# DIRECTIONS
Gather every line in the records that contains the word "tower". Case matters.

# RECORDS SUPPLIED

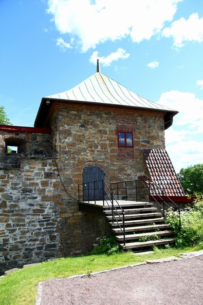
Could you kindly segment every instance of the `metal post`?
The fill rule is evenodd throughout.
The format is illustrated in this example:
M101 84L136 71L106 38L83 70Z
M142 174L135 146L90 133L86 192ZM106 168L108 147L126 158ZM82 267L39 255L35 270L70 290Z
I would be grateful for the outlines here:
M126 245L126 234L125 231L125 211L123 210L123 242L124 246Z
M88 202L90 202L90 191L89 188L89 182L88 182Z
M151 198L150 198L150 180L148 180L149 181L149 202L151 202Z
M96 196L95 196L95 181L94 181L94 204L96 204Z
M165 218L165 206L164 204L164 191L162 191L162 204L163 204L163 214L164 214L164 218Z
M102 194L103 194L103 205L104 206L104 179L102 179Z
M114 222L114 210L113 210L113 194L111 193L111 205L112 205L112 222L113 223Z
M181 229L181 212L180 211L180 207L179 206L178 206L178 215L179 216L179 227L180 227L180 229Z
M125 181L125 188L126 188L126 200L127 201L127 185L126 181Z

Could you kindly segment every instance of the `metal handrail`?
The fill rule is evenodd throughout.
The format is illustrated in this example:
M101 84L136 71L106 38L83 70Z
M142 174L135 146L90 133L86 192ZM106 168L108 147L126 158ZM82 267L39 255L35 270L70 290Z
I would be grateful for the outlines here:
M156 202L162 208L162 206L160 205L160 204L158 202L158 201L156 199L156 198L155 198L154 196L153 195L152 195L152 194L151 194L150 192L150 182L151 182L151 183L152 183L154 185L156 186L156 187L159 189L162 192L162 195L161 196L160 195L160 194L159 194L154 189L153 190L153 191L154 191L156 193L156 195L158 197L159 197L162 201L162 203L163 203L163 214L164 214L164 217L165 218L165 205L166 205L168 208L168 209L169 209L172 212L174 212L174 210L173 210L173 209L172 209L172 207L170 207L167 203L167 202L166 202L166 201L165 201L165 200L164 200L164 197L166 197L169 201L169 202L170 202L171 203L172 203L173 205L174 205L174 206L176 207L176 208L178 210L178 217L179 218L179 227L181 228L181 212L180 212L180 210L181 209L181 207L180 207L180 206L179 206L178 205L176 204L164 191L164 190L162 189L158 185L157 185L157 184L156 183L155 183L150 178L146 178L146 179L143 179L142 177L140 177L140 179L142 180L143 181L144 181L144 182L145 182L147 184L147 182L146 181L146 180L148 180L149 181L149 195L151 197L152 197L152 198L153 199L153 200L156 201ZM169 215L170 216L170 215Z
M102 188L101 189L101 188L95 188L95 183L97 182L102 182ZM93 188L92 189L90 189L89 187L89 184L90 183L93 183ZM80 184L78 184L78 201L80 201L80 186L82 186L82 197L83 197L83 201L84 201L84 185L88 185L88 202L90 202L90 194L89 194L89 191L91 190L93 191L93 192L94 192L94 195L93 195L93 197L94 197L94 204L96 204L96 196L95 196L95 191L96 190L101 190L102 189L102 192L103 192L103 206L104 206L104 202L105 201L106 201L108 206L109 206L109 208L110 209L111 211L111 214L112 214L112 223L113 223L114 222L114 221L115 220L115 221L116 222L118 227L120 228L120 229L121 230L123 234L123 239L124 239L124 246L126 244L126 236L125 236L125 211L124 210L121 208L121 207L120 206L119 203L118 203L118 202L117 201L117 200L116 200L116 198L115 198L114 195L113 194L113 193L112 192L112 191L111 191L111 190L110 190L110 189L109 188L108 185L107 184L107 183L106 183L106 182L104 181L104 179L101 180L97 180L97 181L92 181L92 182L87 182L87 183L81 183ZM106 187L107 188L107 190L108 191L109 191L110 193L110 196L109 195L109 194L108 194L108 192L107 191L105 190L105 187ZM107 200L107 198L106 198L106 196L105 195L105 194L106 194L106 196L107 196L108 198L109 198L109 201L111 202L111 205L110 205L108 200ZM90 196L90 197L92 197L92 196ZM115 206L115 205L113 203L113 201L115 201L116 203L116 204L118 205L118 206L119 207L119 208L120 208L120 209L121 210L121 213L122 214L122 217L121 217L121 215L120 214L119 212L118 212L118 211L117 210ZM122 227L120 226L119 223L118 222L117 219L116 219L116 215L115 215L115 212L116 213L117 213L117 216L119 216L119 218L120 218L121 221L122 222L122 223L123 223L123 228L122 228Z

==

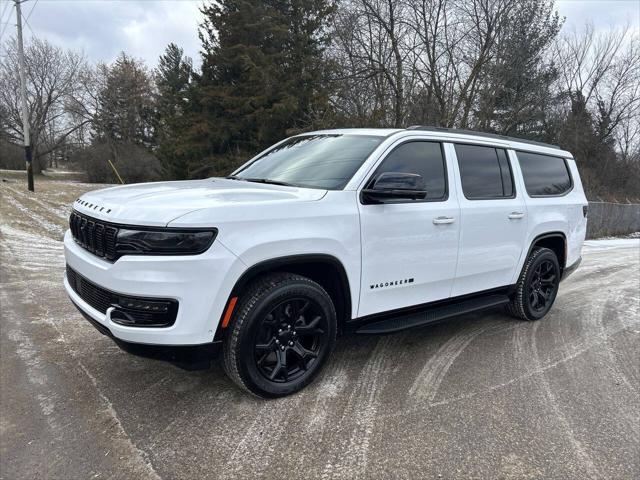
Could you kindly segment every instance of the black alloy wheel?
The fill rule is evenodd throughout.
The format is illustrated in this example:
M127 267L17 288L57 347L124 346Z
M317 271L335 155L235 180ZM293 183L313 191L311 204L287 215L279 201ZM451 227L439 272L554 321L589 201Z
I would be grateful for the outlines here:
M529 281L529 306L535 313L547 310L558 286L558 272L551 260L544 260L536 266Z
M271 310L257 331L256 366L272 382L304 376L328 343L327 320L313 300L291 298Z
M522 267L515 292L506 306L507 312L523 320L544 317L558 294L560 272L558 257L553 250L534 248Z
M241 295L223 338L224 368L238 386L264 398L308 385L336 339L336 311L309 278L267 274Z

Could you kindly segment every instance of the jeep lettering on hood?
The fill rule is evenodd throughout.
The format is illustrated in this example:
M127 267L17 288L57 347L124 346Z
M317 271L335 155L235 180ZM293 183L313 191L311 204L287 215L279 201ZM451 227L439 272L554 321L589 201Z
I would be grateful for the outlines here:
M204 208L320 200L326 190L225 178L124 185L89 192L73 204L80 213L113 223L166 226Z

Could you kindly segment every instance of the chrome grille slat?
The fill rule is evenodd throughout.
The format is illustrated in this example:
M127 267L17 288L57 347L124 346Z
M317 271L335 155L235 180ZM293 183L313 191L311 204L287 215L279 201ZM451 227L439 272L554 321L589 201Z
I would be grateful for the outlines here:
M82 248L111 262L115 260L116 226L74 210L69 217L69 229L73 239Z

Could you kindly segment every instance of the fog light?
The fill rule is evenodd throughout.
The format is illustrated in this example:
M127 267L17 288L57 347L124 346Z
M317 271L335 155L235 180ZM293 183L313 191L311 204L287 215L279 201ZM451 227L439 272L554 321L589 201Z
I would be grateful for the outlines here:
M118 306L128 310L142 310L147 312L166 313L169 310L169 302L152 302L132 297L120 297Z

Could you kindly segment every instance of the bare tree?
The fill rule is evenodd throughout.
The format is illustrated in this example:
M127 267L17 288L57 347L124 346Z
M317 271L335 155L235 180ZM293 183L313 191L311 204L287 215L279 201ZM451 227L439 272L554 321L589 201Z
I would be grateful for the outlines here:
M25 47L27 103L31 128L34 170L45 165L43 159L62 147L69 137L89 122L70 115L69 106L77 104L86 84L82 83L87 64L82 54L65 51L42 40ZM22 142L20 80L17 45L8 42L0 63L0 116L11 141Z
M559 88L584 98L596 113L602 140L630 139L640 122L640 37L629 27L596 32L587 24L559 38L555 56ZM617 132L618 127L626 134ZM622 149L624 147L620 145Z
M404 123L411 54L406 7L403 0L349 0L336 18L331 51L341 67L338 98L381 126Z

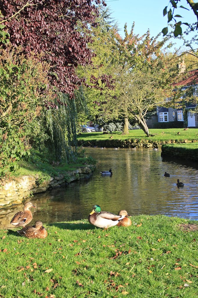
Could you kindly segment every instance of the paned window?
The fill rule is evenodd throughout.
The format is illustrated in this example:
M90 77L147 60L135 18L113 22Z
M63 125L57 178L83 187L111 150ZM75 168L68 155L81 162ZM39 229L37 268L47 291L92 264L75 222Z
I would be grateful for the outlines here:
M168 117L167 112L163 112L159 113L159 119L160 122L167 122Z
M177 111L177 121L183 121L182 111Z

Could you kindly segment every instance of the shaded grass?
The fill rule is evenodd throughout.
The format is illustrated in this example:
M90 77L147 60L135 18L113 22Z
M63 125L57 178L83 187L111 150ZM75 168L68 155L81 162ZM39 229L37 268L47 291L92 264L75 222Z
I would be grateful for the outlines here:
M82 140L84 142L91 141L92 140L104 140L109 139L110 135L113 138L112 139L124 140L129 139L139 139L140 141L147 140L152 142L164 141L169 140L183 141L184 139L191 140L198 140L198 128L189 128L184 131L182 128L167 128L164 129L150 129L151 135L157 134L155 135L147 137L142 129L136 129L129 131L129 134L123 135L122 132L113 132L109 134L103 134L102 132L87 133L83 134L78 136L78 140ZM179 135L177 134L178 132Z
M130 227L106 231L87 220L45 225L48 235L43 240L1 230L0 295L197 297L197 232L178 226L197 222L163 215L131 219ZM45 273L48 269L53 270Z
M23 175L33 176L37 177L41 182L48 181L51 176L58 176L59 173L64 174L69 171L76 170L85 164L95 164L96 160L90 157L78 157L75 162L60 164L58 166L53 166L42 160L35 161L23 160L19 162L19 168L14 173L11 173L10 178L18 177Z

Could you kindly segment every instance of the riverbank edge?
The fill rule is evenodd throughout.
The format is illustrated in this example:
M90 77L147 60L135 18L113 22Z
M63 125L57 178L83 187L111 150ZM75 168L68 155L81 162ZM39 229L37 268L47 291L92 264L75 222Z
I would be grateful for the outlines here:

---

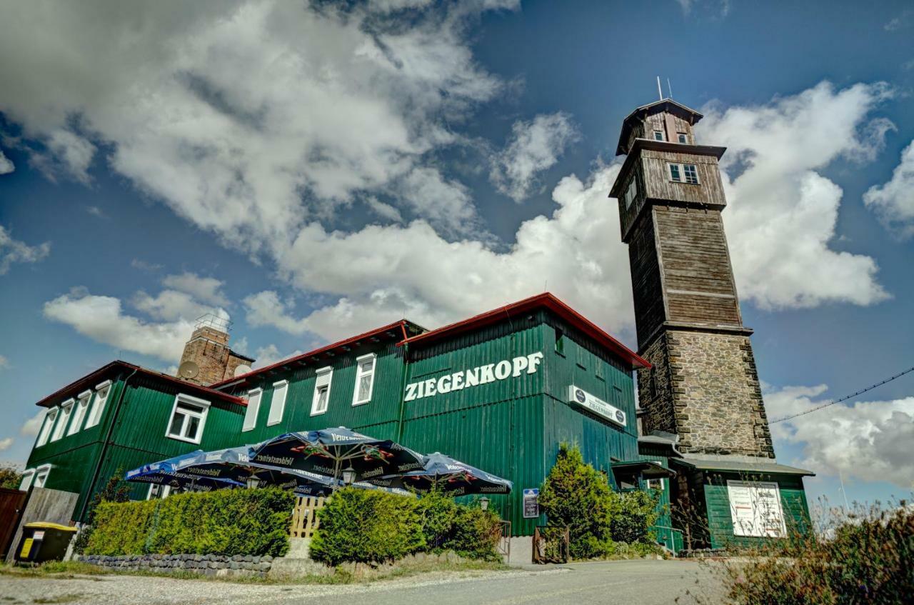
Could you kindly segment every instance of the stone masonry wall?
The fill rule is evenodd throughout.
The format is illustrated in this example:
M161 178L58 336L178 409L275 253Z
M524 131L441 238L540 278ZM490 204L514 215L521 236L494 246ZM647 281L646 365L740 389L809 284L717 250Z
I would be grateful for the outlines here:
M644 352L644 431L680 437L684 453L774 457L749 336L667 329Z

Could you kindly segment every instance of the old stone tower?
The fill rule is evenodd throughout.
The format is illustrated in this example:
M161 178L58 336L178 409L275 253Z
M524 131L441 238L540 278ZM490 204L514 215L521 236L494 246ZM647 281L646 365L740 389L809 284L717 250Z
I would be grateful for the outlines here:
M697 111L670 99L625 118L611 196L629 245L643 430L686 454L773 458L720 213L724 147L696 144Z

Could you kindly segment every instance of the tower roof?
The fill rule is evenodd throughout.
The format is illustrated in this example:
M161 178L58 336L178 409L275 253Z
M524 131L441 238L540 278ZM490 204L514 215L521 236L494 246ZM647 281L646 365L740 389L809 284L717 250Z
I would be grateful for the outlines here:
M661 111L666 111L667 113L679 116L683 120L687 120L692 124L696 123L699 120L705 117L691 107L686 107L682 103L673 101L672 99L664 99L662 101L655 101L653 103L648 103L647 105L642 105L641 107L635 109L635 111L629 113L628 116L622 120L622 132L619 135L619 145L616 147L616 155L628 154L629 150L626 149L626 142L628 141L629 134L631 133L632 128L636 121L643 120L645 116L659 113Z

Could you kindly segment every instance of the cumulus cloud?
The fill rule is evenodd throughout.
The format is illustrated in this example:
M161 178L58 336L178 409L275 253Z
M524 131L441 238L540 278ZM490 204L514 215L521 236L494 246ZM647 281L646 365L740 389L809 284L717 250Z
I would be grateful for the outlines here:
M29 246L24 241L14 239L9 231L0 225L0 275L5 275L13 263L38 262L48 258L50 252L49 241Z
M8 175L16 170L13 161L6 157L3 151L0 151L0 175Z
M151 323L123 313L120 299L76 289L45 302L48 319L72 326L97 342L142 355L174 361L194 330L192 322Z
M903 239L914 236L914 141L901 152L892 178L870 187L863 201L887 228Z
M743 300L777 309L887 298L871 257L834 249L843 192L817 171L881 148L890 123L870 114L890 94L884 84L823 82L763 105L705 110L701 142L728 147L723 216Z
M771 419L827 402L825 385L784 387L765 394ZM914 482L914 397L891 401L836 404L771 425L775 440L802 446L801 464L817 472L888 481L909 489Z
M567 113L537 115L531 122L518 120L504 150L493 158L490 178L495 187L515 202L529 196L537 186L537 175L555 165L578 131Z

# ANSWER TO THIS TASK
Could you kindly segment every instance of the old stone tower?
Could you kindly segment every instance of the tower roof?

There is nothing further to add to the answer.